(Given information)
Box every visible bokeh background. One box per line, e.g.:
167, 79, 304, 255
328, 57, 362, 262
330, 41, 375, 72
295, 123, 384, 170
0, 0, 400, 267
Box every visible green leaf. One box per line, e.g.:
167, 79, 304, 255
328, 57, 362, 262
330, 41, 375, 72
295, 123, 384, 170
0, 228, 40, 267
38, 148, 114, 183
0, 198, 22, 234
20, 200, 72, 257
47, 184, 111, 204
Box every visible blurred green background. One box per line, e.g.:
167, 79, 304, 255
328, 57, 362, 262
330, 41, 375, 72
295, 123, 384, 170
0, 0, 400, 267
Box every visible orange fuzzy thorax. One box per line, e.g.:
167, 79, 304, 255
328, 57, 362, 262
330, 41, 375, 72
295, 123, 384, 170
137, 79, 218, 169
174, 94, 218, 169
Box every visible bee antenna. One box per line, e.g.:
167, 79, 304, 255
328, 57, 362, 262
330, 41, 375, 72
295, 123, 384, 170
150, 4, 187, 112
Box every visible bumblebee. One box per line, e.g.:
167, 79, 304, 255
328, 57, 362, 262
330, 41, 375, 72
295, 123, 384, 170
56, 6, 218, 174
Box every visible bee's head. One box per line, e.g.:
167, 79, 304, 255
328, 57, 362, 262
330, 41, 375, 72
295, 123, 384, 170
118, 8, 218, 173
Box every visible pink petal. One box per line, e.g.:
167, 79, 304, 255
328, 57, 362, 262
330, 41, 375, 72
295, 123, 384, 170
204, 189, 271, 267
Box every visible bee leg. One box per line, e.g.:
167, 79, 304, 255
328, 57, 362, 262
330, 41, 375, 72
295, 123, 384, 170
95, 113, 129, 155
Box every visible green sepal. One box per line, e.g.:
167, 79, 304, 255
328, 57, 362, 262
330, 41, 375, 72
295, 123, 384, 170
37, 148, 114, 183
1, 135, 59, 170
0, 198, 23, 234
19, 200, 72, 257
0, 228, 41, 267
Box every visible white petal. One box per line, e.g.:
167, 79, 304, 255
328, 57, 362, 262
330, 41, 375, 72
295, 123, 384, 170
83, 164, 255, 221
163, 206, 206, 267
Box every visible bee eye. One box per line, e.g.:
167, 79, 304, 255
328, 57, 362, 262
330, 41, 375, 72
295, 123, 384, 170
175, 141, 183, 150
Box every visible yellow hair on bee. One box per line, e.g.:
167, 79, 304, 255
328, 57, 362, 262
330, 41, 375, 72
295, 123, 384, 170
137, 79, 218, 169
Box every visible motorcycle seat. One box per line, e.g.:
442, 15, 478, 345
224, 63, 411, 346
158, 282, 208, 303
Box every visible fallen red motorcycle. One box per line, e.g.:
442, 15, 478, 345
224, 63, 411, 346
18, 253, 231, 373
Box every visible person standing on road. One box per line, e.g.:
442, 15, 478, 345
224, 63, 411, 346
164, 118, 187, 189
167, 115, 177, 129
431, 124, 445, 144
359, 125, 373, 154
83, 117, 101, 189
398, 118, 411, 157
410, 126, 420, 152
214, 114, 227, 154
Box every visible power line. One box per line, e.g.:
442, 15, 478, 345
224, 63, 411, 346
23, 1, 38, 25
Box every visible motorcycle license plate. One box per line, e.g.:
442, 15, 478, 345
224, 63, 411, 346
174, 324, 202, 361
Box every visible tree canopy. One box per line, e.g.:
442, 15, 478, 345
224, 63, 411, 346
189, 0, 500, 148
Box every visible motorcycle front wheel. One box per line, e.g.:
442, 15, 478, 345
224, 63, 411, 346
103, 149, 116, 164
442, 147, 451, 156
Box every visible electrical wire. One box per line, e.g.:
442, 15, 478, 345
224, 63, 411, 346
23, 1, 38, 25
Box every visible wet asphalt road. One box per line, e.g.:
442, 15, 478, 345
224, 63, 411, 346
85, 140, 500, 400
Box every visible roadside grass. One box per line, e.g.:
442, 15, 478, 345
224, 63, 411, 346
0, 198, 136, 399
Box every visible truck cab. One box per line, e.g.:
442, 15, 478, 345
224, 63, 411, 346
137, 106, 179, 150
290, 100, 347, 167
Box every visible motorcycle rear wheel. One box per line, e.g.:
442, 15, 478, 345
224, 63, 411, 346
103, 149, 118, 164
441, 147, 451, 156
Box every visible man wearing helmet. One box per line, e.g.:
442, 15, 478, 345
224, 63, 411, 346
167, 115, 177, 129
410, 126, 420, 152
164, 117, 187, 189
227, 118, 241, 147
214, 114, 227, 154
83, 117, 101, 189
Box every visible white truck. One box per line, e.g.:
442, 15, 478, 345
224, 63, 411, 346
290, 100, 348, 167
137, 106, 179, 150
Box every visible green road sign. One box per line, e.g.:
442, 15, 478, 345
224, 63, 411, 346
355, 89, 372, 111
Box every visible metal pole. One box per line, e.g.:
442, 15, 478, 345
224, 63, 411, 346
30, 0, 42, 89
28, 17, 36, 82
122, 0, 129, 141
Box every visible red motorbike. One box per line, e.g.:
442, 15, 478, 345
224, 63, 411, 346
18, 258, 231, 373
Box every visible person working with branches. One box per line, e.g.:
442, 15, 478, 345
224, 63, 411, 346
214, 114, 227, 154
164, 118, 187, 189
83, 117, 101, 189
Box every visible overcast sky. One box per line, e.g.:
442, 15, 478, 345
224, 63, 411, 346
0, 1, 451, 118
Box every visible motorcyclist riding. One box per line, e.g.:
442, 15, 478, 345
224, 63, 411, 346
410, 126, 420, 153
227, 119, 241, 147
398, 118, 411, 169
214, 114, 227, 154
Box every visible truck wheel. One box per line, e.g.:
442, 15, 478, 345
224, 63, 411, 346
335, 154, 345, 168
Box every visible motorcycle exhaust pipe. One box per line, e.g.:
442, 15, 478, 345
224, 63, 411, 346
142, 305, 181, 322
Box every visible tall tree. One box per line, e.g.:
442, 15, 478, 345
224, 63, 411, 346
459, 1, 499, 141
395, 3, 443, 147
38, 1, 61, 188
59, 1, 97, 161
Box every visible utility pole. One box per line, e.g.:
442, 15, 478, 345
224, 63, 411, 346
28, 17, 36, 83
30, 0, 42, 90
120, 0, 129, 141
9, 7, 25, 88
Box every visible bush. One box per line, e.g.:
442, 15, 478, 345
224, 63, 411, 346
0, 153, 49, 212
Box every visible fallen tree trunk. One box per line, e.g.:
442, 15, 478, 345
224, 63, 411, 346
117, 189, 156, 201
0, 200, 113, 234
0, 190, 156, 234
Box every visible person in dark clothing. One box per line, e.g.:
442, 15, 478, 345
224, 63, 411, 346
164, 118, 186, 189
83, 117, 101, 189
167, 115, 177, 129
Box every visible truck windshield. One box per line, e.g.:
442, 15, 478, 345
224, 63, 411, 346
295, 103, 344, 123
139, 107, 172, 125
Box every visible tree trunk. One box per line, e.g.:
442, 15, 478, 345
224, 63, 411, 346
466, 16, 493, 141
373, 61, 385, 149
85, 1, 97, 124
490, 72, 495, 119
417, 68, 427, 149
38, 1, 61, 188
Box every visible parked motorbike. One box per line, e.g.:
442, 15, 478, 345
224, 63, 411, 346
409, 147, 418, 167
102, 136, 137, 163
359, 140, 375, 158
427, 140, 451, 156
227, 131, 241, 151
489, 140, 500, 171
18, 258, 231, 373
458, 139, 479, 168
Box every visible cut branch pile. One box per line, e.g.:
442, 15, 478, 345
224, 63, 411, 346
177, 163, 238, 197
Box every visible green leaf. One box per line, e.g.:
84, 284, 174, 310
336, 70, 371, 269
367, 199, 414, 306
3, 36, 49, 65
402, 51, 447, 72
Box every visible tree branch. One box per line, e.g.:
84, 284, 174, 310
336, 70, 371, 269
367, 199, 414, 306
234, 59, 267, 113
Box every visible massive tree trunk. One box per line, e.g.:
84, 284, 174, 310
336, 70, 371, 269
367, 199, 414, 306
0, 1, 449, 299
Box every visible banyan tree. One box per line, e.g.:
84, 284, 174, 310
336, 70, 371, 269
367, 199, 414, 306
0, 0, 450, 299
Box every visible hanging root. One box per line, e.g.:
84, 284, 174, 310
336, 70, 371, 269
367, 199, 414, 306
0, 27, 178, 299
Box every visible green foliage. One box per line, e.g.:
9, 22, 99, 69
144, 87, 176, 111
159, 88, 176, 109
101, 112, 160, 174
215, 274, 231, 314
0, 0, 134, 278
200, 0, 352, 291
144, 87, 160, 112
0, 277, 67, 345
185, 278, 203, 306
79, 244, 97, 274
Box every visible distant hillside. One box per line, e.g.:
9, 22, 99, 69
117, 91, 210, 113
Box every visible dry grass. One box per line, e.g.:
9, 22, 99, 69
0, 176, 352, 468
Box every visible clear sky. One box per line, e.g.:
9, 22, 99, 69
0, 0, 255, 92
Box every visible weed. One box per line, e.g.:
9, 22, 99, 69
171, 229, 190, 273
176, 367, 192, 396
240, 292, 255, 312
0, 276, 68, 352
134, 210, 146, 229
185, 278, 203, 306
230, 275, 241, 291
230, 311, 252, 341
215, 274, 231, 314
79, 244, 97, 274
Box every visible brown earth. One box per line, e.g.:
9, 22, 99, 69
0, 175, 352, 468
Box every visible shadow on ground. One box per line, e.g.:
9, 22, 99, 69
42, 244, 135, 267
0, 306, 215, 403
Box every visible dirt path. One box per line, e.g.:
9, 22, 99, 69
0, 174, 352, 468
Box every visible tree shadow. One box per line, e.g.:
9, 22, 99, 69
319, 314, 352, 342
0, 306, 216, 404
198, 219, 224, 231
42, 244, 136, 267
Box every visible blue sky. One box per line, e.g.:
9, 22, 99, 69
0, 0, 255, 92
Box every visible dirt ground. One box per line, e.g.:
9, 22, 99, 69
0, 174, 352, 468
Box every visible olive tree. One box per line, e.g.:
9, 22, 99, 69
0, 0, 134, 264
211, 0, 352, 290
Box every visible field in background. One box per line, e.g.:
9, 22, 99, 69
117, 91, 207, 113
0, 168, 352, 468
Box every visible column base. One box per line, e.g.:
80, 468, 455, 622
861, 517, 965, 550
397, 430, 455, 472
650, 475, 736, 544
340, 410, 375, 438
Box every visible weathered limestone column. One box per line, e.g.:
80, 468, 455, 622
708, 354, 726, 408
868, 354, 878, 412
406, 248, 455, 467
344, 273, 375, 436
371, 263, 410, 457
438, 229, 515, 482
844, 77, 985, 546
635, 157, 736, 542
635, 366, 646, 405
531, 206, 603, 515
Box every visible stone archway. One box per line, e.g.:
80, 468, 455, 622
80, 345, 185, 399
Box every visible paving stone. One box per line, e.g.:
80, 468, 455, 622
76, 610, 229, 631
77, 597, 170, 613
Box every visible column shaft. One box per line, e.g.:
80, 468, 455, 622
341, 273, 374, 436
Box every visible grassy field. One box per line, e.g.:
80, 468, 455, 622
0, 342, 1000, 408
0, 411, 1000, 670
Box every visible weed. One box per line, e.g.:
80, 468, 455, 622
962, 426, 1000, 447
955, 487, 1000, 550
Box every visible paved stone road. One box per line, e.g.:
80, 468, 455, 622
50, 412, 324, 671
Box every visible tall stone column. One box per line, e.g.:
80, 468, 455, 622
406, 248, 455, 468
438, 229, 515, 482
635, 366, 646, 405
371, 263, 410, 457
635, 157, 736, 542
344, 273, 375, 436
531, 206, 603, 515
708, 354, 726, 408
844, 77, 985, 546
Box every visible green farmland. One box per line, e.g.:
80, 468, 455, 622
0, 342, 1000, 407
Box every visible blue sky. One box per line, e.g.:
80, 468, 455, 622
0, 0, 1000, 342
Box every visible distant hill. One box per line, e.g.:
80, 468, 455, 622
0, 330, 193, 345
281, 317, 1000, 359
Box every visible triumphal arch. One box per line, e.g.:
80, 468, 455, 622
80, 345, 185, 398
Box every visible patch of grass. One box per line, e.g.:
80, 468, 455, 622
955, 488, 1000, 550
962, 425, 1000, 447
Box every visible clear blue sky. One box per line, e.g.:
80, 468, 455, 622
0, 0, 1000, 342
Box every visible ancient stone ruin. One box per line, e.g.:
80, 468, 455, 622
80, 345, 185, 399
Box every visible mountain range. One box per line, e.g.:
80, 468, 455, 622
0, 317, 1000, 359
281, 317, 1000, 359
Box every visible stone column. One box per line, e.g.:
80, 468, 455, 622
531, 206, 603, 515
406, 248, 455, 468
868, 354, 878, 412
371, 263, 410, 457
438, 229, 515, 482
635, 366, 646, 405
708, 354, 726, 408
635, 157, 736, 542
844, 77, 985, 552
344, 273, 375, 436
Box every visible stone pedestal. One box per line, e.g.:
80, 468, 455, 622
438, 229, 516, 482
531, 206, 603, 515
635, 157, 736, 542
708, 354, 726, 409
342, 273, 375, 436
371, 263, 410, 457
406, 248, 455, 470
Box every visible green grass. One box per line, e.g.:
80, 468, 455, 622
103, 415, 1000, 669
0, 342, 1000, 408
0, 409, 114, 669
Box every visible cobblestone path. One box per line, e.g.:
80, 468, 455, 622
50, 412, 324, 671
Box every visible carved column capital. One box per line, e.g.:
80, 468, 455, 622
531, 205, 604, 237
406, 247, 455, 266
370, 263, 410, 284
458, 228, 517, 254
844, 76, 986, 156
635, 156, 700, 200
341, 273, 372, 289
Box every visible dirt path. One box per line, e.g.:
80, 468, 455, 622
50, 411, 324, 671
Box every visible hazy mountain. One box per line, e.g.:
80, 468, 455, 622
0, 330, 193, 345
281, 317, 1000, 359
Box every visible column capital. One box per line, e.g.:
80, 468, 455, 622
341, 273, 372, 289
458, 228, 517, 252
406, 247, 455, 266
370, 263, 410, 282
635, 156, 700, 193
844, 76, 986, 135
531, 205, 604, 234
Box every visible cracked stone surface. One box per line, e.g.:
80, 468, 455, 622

(Task requirements) Rewrite in full the part that opens with the line containing "Box every visible yellow" and closes with the line containing "189, 0, 500, 148", both included. In the answers, multiply each bounding-box coordinate by 1.45 and round it to a whole number, with halves rounded up. Copy every other line unchanged, including the sample coordinates.

(The solution)
Box every visible yellow hair on bee. One box per line, e.g.:
167, 79, 304, 255
328, 57, 362, 262
330, 41, 375, 72
295, 123, 384, 170
199, 115, 316, 245
Box every visible motorcycle seat. One box per line, e.g.:
442, 15, 478, 345
224, 63, 411, 346
229, 409, 302, 439
Box every visible fallen red motorcycle. One box per line, e.g.:
442, 15, 478, 345
224, 63, 411, 346
26, 367, 335, 541
Box every visible person standing on road. One box per line, e.g.:
442, 15, 478, 345
224, 63, 411, 346
238, 171, 271, 274
242, 167, 257, 187
625, 180, 645, 209
521, 181, 541, 223
120, 170, 146, 274
577, 171, 596, 228
595, 183, 609, 220
310, 165, 329, 223
Box every visible power line. One box per line, e.g.:
442, 15, 478, 345
224, 63, 411, 346
33, 1, 55, 36
Box every visible motorcycle license plate. One box per line, e.g.:
442, 15, 478, 345
224, 63, 411, 346
252, 470, 293, 523
Box every visible tree canopy. One box per line, e.g.:
442, 15, 478, 345
224, 63, 411, 346
274, 0, 725, 215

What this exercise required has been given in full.